Saved entries
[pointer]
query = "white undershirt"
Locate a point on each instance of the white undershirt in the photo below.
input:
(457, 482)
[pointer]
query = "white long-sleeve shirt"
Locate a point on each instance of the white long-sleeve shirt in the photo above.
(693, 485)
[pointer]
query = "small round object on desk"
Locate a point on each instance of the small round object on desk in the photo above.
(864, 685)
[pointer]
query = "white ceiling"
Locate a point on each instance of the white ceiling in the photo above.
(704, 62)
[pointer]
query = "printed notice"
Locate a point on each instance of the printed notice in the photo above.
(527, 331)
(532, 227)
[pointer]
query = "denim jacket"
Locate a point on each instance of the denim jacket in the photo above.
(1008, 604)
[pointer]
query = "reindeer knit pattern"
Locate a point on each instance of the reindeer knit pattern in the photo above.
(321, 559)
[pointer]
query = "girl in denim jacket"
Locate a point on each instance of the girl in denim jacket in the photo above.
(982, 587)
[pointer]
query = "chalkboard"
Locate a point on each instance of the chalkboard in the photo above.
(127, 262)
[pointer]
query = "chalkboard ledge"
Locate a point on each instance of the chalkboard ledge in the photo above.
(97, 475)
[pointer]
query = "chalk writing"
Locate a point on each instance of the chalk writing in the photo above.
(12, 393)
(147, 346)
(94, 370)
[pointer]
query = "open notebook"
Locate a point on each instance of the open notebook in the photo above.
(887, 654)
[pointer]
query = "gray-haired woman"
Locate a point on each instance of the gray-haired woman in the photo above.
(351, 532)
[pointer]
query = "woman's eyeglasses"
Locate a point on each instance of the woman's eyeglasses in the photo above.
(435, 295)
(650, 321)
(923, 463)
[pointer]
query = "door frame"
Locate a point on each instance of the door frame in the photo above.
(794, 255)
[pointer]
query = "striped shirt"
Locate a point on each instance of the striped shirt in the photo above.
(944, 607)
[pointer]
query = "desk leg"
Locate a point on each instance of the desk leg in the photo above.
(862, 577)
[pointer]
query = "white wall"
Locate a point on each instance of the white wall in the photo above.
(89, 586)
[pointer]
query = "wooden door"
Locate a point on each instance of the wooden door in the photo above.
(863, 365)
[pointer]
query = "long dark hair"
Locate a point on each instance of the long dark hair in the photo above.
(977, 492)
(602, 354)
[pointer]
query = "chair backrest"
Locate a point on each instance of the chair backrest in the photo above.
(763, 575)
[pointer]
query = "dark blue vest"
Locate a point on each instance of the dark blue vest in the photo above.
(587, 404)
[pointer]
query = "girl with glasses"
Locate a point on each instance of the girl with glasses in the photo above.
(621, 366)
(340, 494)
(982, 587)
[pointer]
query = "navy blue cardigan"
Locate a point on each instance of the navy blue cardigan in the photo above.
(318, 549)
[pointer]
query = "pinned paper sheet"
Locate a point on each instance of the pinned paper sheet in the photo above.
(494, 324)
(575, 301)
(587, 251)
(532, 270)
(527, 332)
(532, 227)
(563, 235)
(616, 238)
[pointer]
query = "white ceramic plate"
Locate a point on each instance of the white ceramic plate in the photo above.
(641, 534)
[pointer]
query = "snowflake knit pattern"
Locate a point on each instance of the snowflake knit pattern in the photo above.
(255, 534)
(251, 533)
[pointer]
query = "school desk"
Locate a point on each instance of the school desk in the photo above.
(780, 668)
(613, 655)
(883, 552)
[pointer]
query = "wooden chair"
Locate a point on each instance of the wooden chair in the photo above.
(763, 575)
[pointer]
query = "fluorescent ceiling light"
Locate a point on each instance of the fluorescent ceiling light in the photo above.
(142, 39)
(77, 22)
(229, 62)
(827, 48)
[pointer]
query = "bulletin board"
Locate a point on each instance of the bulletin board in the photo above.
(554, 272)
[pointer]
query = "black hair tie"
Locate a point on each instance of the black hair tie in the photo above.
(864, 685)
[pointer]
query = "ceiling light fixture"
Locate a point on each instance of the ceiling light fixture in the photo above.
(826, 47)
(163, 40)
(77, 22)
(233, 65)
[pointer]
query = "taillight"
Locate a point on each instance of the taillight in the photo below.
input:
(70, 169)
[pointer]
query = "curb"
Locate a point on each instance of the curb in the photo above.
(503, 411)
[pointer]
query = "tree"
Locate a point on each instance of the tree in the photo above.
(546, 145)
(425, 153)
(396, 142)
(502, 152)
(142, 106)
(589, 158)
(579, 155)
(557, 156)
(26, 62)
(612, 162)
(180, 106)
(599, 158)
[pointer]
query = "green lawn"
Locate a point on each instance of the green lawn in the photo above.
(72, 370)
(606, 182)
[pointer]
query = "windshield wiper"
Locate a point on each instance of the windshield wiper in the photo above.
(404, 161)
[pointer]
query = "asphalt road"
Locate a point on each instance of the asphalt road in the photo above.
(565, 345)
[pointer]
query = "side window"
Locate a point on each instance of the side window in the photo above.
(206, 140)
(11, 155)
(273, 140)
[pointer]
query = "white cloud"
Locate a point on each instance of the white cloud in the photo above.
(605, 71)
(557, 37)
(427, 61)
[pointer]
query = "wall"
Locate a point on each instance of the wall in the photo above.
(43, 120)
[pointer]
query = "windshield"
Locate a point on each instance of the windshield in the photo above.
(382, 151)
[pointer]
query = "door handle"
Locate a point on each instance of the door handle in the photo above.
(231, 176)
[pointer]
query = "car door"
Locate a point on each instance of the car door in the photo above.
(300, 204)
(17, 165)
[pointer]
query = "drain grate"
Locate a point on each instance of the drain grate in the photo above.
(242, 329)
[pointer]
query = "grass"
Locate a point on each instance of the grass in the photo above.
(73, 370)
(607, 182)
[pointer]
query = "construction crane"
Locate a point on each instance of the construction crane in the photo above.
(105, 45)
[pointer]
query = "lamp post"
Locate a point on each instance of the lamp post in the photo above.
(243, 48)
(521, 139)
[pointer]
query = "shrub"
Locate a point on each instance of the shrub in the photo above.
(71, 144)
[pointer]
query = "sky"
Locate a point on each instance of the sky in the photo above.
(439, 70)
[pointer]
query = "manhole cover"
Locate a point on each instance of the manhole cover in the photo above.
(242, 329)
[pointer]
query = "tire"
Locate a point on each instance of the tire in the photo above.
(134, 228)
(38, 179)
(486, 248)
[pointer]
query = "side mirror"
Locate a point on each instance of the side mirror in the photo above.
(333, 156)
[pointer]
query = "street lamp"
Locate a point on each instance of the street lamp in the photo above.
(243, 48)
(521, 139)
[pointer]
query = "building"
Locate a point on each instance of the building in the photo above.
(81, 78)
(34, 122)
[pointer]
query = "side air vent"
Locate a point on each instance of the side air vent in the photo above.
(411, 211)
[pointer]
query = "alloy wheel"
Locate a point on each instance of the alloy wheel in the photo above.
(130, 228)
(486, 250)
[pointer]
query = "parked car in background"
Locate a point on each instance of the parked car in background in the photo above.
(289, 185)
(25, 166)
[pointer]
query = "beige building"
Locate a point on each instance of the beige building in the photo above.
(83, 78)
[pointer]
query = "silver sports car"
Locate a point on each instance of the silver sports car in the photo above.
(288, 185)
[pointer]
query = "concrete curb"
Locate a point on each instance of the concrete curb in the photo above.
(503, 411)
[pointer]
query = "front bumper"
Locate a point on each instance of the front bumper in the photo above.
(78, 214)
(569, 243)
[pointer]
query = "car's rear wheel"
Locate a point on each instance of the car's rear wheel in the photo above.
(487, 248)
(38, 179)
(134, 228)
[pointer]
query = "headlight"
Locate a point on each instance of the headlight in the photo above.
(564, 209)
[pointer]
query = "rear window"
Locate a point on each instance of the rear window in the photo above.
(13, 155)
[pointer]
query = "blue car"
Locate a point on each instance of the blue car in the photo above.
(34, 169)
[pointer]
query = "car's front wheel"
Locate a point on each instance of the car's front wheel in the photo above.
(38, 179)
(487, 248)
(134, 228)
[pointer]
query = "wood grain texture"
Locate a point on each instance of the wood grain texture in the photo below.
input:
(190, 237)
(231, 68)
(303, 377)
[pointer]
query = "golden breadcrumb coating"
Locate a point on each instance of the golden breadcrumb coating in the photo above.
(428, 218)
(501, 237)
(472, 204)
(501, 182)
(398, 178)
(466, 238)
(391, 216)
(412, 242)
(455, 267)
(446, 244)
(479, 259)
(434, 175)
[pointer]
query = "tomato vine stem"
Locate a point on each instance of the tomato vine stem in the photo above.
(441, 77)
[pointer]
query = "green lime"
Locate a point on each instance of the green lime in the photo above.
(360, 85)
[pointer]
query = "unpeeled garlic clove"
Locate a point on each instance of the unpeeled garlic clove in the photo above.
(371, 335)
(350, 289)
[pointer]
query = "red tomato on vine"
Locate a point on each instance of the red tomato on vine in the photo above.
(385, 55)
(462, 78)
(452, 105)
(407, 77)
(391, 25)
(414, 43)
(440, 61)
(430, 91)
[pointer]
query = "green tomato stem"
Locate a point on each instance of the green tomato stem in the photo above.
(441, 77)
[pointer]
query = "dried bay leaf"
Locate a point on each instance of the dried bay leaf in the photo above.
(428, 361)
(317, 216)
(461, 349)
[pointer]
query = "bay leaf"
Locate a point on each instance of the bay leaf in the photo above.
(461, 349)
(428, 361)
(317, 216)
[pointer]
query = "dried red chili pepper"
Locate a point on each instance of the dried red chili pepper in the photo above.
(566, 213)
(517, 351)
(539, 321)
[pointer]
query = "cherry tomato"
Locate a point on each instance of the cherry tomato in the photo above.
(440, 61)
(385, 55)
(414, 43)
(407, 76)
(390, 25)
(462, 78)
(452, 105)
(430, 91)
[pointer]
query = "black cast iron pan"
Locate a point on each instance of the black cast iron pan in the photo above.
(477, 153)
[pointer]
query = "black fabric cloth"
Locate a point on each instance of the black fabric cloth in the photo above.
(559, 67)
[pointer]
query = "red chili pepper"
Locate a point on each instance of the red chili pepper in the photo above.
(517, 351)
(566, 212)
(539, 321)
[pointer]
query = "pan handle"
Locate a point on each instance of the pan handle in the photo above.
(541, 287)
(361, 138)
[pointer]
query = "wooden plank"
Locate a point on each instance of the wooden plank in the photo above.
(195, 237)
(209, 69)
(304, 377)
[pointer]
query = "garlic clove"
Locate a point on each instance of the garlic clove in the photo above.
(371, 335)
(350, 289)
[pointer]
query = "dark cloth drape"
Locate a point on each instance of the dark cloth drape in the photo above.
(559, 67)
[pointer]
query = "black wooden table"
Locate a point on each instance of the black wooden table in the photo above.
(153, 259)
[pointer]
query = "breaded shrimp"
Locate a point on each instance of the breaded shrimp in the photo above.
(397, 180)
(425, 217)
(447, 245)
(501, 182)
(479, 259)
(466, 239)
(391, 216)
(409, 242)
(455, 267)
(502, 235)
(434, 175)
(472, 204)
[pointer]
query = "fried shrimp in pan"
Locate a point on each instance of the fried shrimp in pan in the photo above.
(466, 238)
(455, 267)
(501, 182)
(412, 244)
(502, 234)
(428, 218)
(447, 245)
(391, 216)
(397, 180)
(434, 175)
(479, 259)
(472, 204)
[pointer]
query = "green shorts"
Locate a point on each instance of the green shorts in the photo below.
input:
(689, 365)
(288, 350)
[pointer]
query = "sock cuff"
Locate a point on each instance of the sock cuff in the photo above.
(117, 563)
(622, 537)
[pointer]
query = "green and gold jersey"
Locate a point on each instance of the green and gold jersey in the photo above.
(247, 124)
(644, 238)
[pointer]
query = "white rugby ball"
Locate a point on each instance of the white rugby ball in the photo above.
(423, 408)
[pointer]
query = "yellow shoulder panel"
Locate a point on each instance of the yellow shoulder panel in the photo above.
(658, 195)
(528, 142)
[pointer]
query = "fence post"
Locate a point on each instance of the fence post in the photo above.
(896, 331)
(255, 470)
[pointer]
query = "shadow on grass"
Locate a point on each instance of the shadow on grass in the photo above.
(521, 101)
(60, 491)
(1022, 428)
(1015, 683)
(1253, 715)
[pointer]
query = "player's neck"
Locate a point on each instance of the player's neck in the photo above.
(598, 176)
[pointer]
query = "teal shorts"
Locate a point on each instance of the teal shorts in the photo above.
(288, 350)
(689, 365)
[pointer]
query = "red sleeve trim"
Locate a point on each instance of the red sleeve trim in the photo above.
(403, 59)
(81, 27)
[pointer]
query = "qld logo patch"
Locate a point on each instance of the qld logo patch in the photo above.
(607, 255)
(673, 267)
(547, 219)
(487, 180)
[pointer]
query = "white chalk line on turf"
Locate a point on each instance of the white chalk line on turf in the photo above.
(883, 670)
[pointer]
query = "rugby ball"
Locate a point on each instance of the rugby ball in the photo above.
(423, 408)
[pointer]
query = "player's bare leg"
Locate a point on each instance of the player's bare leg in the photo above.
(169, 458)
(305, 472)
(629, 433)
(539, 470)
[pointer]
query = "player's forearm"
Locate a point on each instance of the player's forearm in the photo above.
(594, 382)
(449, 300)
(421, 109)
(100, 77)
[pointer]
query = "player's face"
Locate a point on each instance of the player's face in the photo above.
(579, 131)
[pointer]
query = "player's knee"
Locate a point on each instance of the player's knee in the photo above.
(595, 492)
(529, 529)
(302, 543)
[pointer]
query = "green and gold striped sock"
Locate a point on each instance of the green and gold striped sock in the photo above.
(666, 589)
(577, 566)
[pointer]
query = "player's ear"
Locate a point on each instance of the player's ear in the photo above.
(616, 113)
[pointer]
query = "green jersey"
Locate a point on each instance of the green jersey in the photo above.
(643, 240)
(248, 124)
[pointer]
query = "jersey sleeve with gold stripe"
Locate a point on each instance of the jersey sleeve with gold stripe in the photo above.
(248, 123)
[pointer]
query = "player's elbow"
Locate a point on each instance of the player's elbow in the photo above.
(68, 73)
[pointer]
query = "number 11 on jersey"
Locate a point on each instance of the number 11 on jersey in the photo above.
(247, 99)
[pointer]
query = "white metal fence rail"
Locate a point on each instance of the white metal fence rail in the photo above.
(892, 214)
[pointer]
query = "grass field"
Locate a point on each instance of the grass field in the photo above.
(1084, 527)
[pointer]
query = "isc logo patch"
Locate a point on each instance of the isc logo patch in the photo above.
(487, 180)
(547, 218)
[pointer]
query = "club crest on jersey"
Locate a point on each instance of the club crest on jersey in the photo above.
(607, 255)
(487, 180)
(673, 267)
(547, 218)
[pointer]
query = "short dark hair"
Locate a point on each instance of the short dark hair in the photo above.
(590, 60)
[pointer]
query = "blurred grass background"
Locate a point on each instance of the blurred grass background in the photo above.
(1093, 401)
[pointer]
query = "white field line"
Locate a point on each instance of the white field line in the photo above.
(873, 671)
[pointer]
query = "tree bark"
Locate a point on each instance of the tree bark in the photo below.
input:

*Exercise task*
List every line of the rows above that contains the string "beige". Matching is case-sensitive.

*The solution*
query = "beige building"
Locate a point on each instance of the beige building in the photo above.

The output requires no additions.